> TASK GOAL: In the records below, find the line with "find smartphone" and the line with "find jersey sponsor logo". Print both exactly, along with every line between them, and no other line.

> RECORDS SUPPLIED:
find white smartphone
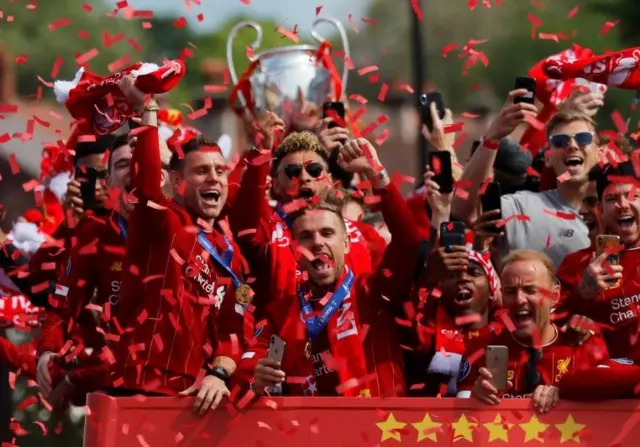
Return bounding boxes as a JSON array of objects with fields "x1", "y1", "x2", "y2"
[{"x1": 268, "y1": 334, "x2": 286, "y2": 363}]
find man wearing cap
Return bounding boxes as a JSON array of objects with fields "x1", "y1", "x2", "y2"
[{"x1": 492, "y1": 138, "x2": 539, "y2": 195}]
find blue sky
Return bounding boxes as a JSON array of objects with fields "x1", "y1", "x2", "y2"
[{"x1": 117, "y1": 0, "x2": 373, "y2": 32}]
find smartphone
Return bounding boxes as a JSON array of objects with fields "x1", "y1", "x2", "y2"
[
  {"x1": 514, "y1": 77, "x2": 536, "y2": 105},
  {"x1": 486, "y1": 345, "x2": 509, "y2": 391},
  {"x1": 322, "y1": 101, "x2": 346, "y2": 129},
  {"x1": 419, "y1": 92, "x2": 446, "y2": 132},
  {"x1": 75, "y1": 167, "x2": 105, "y2": 212},
  {"x1": 596, "y1": 234, "x2": 621, "y2": 266},
  {"x1": 481, "y1": 182, "x2": 503, "y2": 233},
  {"x1": 429, "y1": 151, "x2": 454, "y2": 194},
  {"x1": 440, "y1": 221, "x2": 466, "y2": 247},
  {"x1": 268, "y1": 334, "x2": 286, "y2": 364}
]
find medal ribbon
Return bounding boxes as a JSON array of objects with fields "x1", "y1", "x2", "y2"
[
  {"x1": 115, "y1": 213, "x2": 128, "y2": 241},
  {"x1": 298, "y1": 268, "x2": 355, "y2": 340},
  {"x1": 196, "y1": 232, "x2": 242, "y2": 289},
  {"x1": 275, "y1": 206, "x2": 292, "y2": 228}
]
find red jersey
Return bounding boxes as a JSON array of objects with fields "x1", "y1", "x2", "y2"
[
  {"x1": 233, "y1": 182, "x2": 421, "y2": 397},
  {"x1": 459, "y1": 326, "x2": 608, "y2": 399},
  {"x1": 0, "y1": 336, "x2": 36, "y2": 379},
  {"x1": 115, "y1": 127, "x2": 249, "y2": 395},
  {"x1": 557, "y1": 246, "x2": 640, "y2": 360}
]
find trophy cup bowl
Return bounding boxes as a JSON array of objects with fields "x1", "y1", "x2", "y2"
[{"x1": 226, "y1": 18, "x2": 351, "y2": 123}]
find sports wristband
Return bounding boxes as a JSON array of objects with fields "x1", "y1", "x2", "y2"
[
  {"x1": 207, "y1": 365, "x2": 230, "y2": 383},
  {"x1": 479, "y1": 137, "x2": 499, "y2": 150}
]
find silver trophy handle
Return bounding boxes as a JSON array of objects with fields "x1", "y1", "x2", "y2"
[
  {"x1": 226, "y1": 21, "x2": 263, "y2": 107},
  {"x1": 311, "y1": 17, "x2": 351, "y2": 99}
]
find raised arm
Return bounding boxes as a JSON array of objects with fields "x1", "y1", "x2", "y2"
[{"x1": 450, "y1": 90, "x2": 537, "y2": 223}]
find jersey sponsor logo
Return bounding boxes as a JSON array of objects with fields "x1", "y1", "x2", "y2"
[
  {"x1": 609, "y1": 293, "x2": 640, "y2": 325},
  {"x1": 611, "y1": 358, "x2": 634, "y2": 365},
  {"x1": 108, "y1": 280, "x2": 121, "y2": 305},
  {"x1": 185, "y1": 254, "x2": 226, "y2": 308},
  {"x1": 503, "y1": 393, "x2": 533, "y2": 399}
]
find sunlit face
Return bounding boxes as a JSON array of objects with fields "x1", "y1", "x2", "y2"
[
  {"x1": 546, "y1": 120, "x2": 599, "y2": 184},
  {"x1": 600, "y1": 182, "x2": 640, "y2": 246},
  {"x1": 171, "y1": 149, "x2": 228, "y2": 221},
  {"x1": 500, "y1": 259, "x2": 559, "y2": 342},
  {"x1": 580, "y1": 180, "x2": 600, "y2": 239},
  {"x1": 108, "y1": 144, "x2": 133, "y2": 213},
  {"x1": 440, "y1": 261, "x2": 491, "y2": 324},
  {"x1": 273, "y1": 151, "x2": 331, "y2": 202},
  {"x1": 292, "y1": 209, "x2": 349, "y2": 289}
]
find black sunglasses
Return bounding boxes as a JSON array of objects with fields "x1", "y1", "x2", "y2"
[
  {"x1": 283, "y1": 162, "x2": 325, "y2": 180},
  {"x1": 549, "y1": 132, "x2": 594, "y2": 148}
]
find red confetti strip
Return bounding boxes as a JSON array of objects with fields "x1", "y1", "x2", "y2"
[
  {"x1": 567, "y1": 5, "x2": 579, "y2": 18},
  {"x1": 601, "y1": 20, "x2": 620, "y2": 37},
  {"x1": 76, "y1": 48, "x2": 99, "y2": 65},
  {"x1": 49, "y1": 18, "x2": 71, "y2": 31}
]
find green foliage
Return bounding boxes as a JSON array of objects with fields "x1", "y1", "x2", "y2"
[{"x1": 0, "y1": 0, "x2": 151, "y2": 96}]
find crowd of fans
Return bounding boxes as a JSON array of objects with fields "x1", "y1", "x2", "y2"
[{"x1": 1, "y1": 56, "x2": 640, "y2": 436}]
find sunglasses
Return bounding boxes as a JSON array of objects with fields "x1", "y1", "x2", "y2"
[
  {"x1": 283, "y1": 162, "x2": 325, "y2": 180},
  {"x1": 549, "y1": 132, "x2": 594, "y2": 148}
]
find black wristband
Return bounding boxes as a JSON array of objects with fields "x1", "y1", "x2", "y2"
[{"x1": 207, "y1": 365, "x2": 230, "y2": 383}]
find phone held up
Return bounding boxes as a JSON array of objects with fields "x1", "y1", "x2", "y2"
[
  {"x1": 480, "y1": 181, "x2": 503, "y2": 233},
  {"x1": 74, "y1": 166, "x2": 106, "y2": 212},
  {"x1": 596, "y1": 234, "x2": 622, "y2": 288},
  {"x1": 440, "y1": 221, "x2": 466, "y2": 248},
  {"x1": 486, "y1": 345, "x2": 509, "y2": 391},
  {"x1": 514, "y1": 76, "x2": 536, "y2": 105},
  {"x1": 322, "y1": 101, "x2": 346, "y2": 129},
  {"x1": 268, "y1": 334, "x2": 286, "y2": 364},
  {"x1": 419, "y1": 92, "x2": 446, "y2": 132},
  {"x1": 428, "y1": 151, "x2": 454, "y2": 194}
]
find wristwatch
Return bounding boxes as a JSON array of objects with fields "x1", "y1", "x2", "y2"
[{"x1": 208, "y1": 365, "x2": 230, "y2": 383}]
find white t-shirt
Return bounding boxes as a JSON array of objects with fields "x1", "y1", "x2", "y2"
[{"x1": 500, "y1": 189, "x2": 590, "y2": 270}]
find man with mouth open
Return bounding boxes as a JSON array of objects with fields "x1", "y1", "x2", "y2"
[
  {"x1": 232, "y1": 139, "x2": 421, "y2": 397},
  {"x1": 452, "y1": 91, "x2": 603, "y2": 270},
  {"x1": 111, "y1": 77, "x2": 249, "y2": 415},
  {"x1": 558, "y1": 161, "x2": 640, "y2": 363},
  {"x1": 461, "y1": 249, "x2": 609, "y2": 413}
]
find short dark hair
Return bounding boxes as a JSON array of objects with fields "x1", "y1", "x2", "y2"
[
  {"x1": 289, "y1": 189, "x2": 346, "y2": 230},
  {"x1": 169, "y1": 136, "x2": 220, "y2": 171},
  {"x1": 272, "y1": 131, "x2": 329, "y2": 176},
  {"x1": 597, "y1": 161, "x2": 637, "y2": 200},
  {"x1": 74, "y1": 134, "x2": 116, "y2": 165},
  {"x1": 107, "y1": 133, "x2": 130, "y2": 174}
]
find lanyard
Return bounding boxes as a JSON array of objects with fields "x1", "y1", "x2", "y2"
[
  {"x1": 196, "y1": 232, "x2": 242, "y2": 289},
  {"x1": 298, "y1": 268, "x2": 355, "y2": 340},
  {"x1": 115, "y1": 214, "x2": 128, "y2": 241},
  {"x1": 275, "y1": 207, "x2": 292, "y2": 228}
]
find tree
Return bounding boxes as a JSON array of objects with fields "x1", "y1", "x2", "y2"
[{"x1": 0, "y1": 0, "x2": 152, "y2": 97}]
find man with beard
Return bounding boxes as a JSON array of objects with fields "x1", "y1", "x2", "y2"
[
  {"x1": 234, "y1": 139, "x2": 420, "y2": 397},
  {"x1": 452, "y1": 91, "x2": 602, "y2": 269},
  {"x1": 463, "y1": 250, "x2": 609, "y2": 414},
  {"x1": 558, "y1": 161, "x2": 640, "y2": 362},
  {"x1": 113, "y1": 76, "x2": 249, "y2": 415},
  {"x1": 408, "y1": 247, "x2": 501, "y2": 396}
]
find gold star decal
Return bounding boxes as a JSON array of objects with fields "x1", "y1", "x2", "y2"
[
  {"x1": 412, "y1": 413, "x2": 442, "y2": 442},
  {"x1": 451, "y1": 414, "x2": 477, "y2": 442},
  {"x1": 555, "y1": 415, "x2": 585, "y2": 443},
  {"x1": 376, "y1": 412, "x2": 407, "y2": 442},
  {"x1": 519, "y1": 414, "x2": 549, "y2": 443},
  {"x1": 484, "y1": 414, "x2": 513, "y2": 442}
]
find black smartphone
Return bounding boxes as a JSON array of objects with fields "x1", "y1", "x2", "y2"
[
  {"x1": 481, "y1": 181, "x2": 503, "y2": 233},
  {"x1": 428, "y1": 151, "x2": 454, "y2": 194},
  {"x1": 323, "y1": 101, "x2": 346, "y2": 129},
  {"x1": 75, "y1": 166, "x2": 105, "y2": 212},
  {"x1": 514, "y1": 77, "x2": 536, "y2": 105},
  {"x1": 128, "y1": 119, "x2": 140, "y2": 131},
  {"x1": 419, "y1": 92, "x2": 446, "y2": 132},
  {"x1": 440, "y1": 221, "x2": 466, "y2": 247}
]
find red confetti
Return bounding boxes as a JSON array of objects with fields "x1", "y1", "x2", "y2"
[
  {"x1": 601, "y1": 20, "x2": 620, "y2": 37},
  {"x1": 49, "y1": 18, "x2": 71, "y2": 31},
  {"x1": 76, "y1": 48, "x2": 99, "y2": 65},
  {"x1": 567, "y1": 5, "x2": 579, "y2": 18},
  {"x1": 611, "y1": 110, "x2": 628, "y2": 134}
]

> SOLUTION TO THE PROBLEM:
find smartphone
Return bounding boxes as a JSON array of objects with fields "x1", "y1", "x2", "y2"
[
  {"x1": 514, "y1": 77, "x2": 536, "y2": 105},
  {"x1": 486, "y1": 345, "x2": 509, "y2": 391},
  {"x1": 322, "y1": 101, "x2": 346, "y2": 129},
  {"x1": 419, "y1": 92, "x2": 446, "y2": 132},
  {"x1": 75, "y1": 167, "x2": 105, "y2": 212},
  {"x1": 596, "y1": 234, "x2": 621, "y2": 266},
  {"x1": 481, "y1": 182, "x2": 503, "y2": 233},
  {"x1": 429, "y1": 151, "x2": 454, "y2": 194},
  {"x1": 440, "y1": 221, "x2": 466, "y2": 247},
  {"x1": 268, "y1": 334, "x2": 286, "y2": 364}
]
find medal ribbon
Return bounding boxes as a JSON array of objects with fields "x1", "y1", "x2", "y2"
[
  {"x1": 115, "y1": 213, "x2": 128, "y2": 241},
  {"x1": 298, "y1": 268, "x2": 355, "y2": 340},
  {"x1": 196, "y1": 232, "x2": 242, "y2": 289},
  {"x1": 275, "y1": 206, "x2": 292, "y2": 228}
]
find red jersey
Return bounding boxes as a JSON array of objects with fields "x1", "y1", "x2", "y2"
[
  {"x1": 233, "y1": 182, "x2": 421, "y2": 397},
  {"x1": 459, "y1": 326, "x2": 608, "y2": 399},
  {"x1": 0, "y1": 336, "x2": 36, "y2": 379},
  {"x1": 115, "y1": 127, "x2": 249, "y2": 395},
  {"x1": 557, "y1": 246, "x2": 640, "y2": 360}
]
find trophy cup bowl
Return bounding boxes as a JSON array of objects with fields "x1", "y1", "x2", "y2"
[{"x1": 226, "y1": 18, "x2": 351, "y2": 123}]
find sports wristband
Return bounding boxes as a JSON array of objects with fields "x1", "y1", "x2", "y2"
[
  {"x1": 207, "y1": 365, "x2": 230, "y2": 383},
  {"x1": 479, "y1": 137, "x2": 499, "y2": 150}
]
find silver trophy handle
Return bounding boxes as a JSON array of objects with fields "x1", "y1", "x2", "y2"
[
  {"x1": 226, "y1": 21, "x2": 263, "y2": 107},
  {"x1": 311, "y1": 17, "x2": 351, "y2": 99}
]
find raised arm
Return bounding boxes as a JSON array of objects with fields "x1", "y1", "x2", "y2"
[{"x1": 450, "y1": 90, "x2": 537, "y2": 223}]
find jersey sponsor logo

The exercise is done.